WHAT YOU HAVE TO DO. Rewrite the data from its first line through the line containing "50L277 32L257 30L250", changing each "rough" to "coarse" and keeping everything else the same. Give only those lines.

────

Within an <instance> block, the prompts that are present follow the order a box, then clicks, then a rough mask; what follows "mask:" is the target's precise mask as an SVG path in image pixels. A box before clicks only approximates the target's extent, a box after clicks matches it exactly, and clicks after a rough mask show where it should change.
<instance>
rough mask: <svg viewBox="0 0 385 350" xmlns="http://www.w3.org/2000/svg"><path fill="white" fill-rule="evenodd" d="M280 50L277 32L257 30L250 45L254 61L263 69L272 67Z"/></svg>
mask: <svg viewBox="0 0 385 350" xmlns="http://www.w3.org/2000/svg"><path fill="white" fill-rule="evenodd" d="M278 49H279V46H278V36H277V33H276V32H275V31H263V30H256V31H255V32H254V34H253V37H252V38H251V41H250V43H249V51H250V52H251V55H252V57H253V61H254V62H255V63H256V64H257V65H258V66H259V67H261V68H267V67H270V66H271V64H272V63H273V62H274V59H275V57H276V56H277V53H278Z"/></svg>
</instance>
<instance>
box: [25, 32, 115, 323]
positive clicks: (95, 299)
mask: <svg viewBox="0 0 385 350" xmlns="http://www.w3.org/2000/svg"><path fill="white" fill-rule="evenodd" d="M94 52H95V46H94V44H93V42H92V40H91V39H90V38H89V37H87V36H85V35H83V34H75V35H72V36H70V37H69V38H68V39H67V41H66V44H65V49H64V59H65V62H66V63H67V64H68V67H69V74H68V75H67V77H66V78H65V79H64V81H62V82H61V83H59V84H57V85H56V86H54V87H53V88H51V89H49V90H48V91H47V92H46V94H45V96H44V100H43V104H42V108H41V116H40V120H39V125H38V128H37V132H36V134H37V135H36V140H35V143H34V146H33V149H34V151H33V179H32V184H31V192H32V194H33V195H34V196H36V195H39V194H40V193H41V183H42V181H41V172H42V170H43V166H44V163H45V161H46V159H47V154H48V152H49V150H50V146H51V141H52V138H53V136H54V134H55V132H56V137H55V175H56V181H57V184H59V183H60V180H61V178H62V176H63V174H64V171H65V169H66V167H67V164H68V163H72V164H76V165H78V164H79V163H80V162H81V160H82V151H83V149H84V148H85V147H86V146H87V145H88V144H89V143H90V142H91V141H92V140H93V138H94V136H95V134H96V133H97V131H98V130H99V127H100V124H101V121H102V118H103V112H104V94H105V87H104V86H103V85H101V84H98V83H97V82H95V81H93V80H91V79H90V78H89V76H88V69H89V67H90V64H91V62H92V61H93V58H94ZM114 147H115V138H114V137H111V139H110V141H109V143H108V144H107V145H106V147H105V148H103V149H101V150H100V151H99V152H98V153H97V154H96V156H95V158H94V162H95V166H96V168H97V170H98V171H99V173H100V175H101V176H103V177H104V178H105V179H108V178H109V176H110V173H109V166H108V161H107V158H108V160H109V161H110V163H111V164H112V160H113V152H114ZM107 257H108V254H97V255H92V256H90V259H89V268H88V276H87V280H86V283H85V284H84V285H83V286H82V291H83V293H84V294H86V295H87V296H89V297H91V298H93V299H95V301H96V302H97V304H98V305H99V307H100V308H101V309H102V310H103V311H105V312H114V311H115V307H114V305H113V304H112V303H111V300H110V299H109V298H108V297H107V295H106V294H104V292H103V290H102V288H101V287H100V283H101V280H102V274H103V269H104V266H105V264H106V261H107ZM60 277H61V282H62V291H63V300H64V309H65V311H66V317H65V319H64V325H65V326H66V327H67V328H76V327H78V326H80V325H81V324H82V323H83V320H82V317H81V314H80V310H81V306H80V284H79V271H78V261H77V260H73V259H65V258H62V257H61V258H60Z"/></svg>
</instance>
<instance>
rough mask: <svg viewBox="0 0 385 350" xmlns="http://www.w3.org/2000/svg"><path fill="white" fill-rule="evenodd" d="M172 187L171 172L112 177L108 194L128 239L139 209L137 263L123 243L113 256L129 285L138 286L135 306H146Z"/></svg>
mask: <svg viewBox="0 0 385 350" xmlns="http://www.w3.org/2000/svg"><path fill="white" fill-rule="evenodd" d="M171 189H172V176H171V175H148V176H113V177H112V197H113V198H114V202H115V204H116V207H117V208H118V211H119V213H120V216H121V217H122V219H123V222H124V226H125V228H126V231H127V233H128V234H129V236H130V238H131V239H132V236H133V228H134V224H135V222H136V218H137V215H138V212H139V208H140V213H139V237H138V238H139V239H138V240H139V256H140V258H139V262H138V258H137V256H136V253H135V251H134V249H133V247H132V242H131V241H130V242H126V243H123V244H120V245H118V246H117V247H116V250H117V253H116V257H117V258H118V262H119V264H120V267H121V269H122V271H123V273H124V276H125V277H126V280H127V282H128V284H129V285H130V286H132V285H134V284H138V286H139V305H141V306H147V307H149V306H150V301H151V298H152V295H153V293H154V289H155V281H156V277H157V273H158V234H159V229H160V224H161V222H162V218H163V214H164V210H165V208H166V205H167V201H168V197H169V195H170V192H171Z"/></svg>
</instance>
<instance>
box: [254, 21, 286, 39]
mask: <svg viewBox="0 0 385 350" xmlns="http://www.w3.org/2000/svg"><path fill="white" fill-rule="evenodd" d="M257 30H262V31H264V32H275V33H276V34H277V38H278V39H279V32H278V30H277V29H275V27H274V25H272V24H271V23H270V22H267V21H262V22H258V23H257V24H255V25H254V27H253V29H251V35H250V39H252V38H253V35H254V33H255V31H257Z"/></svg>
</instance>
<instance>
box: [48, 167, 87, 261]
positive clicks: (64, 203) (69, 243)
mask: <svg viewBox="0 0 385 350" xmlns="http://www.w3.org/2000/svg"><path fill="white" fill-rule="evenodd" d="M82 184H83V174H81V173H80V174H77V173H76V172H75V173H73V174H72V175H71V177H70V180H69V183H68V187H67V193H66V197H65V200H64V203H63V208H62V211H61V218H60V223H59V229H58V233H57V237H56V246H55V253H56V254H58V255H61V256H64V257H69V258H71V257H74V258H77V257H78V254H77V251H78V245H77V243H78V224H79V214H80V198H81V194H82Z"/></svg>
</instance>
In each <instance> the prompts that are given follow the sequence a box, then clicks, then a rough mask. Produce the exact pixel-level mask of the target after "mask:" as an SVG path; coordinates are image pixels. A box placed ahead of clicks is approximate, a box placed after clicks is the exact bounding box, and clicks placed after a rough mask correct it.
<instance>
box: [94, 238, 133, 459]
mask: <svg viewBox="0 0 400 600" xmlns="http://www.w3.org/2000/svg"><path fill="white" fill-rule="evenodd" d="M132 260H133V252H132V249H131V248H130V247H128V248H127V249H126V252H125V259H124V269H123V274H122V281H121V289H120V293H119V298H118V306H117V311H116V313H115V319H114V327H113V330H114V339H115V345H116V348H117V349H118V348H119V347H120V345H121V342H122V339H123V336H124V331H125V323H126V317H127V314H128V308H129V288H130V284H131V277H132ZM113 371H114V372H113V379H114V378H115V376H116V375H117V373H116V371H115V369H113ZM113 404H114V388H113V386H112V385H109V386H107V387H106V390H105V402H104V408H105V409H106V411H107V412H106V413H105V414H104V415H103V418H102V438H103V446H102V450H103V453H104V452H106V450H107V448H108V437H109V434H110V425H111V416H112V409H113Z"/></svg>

────

RESULT OF THE EXERCISE.
Within an <instance> block, the prompts that are present follow the order a box, then clicks, then a coarse mask; what follows "mask:" is the target's precise mask as an SVG path in image pixels. A box before clicks only approximates the target's extent, a box after clicks matches it exactly, and clicks after a coarse mask show where it should change.
<instance>
coarse mask: <svg viewBox="0 0 385 350" xmlns="http://www.w3.org/2000/svg"><path fill="white" fill-rule="evenodd" d="M280 50L277 32L257 30L250 45L254 61L263 69L272 67Z"/></svg>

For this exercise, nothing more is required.